Copy out the records below, swapping "report" for "give" wherever it occurs and changing nothing else.

-- BEGIN --

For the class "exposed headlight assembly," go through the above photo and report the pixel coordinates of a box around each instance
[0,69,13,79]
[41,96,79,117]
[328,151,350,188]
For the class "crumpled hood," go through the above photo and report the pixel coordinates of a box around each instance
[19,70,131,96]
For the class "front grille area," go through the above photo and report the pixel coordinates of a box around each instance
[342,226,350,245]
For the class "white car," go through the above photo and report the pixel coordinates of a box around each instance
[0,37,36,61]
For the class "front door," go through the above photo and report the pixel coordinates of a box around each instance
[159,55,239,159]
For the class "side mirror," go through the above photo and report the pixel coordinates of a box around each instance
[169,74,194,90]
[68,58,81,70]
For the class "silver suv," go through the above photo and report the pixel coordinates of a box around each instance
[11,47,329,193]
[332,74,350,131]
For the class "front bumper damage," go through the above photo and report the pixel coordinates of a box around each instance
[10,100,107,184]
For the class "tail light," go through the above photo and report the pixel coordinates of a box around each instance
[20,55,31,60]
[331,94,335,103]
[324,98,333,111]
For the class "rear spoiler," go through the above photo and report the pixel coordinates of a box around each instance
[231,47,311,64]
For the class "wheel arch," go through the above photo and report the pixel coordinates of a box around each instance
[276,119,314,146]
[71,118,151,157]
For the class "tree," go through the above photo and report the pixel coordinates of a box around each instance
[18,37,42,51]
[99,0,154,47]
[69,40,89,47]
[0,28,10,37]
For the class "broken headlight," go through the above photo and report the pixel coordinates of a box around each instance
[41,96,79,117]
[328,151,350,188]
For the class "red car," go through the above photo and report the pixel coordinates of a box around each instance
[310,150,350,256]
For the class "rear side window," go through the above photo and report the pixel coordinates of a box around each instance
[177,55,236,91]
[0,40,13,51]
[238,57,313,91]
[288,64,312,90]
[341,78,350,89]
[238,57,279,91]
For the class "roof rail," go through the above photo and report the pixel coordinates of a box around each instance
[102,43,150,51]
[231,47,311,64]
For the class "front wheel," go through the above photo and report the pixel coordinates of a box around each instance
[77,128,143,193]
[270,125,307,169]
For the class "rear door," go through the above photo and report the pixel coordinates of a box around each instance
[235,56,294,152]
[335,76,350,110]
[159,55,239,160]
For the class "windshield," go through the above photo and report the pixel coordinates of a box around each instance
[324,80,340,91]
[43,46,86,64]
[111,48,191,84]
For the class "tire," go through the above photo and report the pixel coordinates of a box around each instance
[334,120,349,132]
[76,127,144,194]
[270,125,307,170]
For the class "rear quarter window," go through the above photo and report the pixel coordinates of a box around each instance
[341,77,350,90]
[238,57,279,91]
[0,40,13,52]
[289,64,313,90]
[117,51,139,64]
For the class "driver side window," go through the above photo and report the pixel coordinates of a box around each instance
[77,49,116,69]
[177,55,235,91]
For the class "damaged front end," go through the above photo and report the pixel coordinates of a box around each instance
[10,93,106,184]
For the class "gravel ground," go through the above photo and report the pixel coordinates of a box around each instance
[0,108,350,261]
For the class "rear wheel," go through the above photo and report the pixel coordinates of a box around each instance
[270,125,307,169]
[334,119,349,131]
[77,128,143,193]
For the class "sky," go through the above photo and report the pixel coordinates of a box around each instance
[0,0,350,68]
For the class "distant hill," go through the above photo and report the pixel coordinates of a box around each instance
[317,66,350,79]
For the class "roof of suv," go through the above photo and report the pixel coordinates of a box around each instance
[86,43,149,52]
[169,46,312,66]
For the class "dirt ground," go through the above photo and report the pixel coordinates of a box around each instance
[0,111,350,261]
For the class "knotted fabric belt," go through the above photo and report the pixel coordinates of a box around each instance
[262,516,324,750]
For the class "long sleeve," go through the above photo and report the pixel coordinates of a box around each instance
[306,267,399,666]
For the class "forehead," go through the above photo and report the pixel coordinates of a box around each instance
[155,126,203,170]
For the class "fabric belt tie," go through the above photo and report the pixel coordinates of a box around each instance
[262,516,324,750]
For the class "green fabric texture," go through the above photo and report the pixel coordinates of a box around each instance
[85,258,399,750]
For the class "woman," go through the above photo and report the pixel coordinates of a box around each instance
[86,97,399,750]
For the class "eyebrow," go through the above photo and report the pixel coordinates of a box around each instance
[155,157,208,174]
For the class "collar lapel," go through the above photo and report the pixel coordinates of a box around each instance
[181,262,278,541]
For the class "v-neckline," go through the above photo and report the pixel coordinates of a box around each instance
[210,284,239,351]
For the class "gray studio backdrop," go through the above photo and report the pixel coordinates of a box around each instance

-- END --

> Completed task
For the class "exposed headlight assembly," go through the above photo and give the pixel coordinates of a box around each instance
[0,69,13,79]
[41,96,79,117]
[328,151,350,188]
For the class "crumpled hood," go through the above photo and give the pixel coordinates of a box around each instance
[19,70,131,96]
For the class "front grille area," go through the above photo and give the pixel coordinates of a box around each instance
[342,226,350,245]
For the class "white car," go through the above photo and give the pixel coordinates of a box around each instance
[0,37,36,61]
For the class "front door," go through the above photo and give the pixel coordinates of a box around each instance
[159,55,239,159]
For the class "side mirror," go through the above photo and give the pixel coordinates of a box around each instance
[169,74,194,90]
[68,58,81,70]
For the class "silver suv," go through the above photo and give the pixel coordinates of a box around each instance
[11,47,329,193]
[332,74,350,131]
For the class "front bumper damage," go through the above photo and give the pixel coordinates of a box around each instance
[10,100,107,184]
For the class "tail light," go through the above photo and give the pixel coordinates of a box around each instance
[20,55,31,60]
[331,94,335,103]
[324,98,333,111]
For the class "rear spoiler," go through the above photo and give the pixel coordinates of a box around each instance
[231,47,311,64]
For the class "wheel arch," go through the above photo and give the pixel coordinates of a box around each instance
[276,119,314,146]
[71,118,151,157]
For the class "tree," go through the above photo and give the pixel coordinates of a box around each instance
[18,37,42,51]
[99,0,154,47]
[69,40,89,47]
[0,28,10,37]
For the class "broken headlight," go through the above photo and give the pixel coordinates of a box around each instance
[41,96,79,117]
[328,151,350,188]
For the class "red car," go through the above photo and give the pixel coordinates of a box around each instance
[310,150,350,256]
For the class "rear side window," go through the above photo and give the pixel coordinates of a box around each instance
[177,55,236,91]
[0,40,13,51]
[238,57,313,91]
[288,64,312,90]
[341,78,350,89]
[238,57,279,91]
For the class "roof rail," go through the above photo and give the pixel coordinates of a box around each instance
[102,43,150,51]
[231,47,311,64]
For the class "front wheel," go through the above photo and give the pixel coordinates of a box around each instance
[77,128,143,193]
[270,125,307,169]
For the class "rear door," go through the above photo and give the pixel coordinates of a box around each instance
[235,56,294,152]
[335,76,350,110]
[159,55,239,160]
For the class "windshield," go through the above photo and give the pixel coordinates of a box around each instance
[324,80,340,91]
[43,46,86,64]
[111,48,191,84]
For the class "tire," go through the above photo and give the pixel coordinates of a box around each instance
[334,120,349,132]
[76,127,144,194]
[270,125,307,170]
For the class "rear quarter window," go through the above photo and give the pixel coordinates of a box around each instance
[341,77,350,90]
[238,57,279,91]
[0,40,13,52]
[289,64,313,90]
[117,51,139,64]
For the class "driver side window," go through the above photo and give the pixel coordinates of a box around each instance
[77,49,116,69]
[177,55,235,91]
For the class "damaged front end," go through the above photo and give the pixel coordinates of a box around each instance
[10,93,106,184]
For the class "gravel ground," go through the above photo and give the pixel coordinates of a box around each instance
[0,108,350,261]
For the class "rear wheel," go through the above photo and give the pixel coordinates of a box around each instance
[270,125,307,169]
[334,119,349,131]
[77,128,143,193]
For the class "sky," go through the above photo and give the pixel coordinates of a box around each instance
[0,0,350,68]
For the class "distant hill," go through the above photo and give the pixel coordinates of a box around each instance
[317,66,350,79]
For the class "roof of suv," go through the above photo and give the pixel coordinates of a box around each instance
[86,43,149,52]
[169,46,312,66]
For the class "dirt ground," go through the above photo and give the pixel coordinates of a box around each instance
[0,111,350,261]
For the class "knotted fabric belt," go through the above photo and give the pixel coordinates of a box around each instance
[262,516,324,750]
For the class "long sleeve," go through the above photo and give the pixel coordinates of a box around each instance
[306,267,399,666]
For the class "forehead," go through the above photo and give the pixel coordinates of a box around each instance
[155,126,203,170]
For the class "fabric belt tie," go through the above photo and give the pixel coordinates of a box around each instance
[262,516,324,750]
For the class "green fabric texture," go through the above photo and give the pixel coordinates of a box around each instance
[85,258,399,750]
For the class "woman," go through the above photo and give the pixel coordinates of a box around each instance
[86,97,399,750]
For the class "eyebrow," go through the above photo and give the pixel coordinates of a box around each instance
[155,157,208,174]
For the class "collar lapel," go through the above photo and give the pixel coordinates of a box around each instance
[181,262,278,541]
For the class "v-neckline," go through the above photo and give the pixel coordinates of a box around each instance
[210,284,239,351]
For the class "gray studio backdrop," go through the above photo and give the pixel coordinates of a box around each instance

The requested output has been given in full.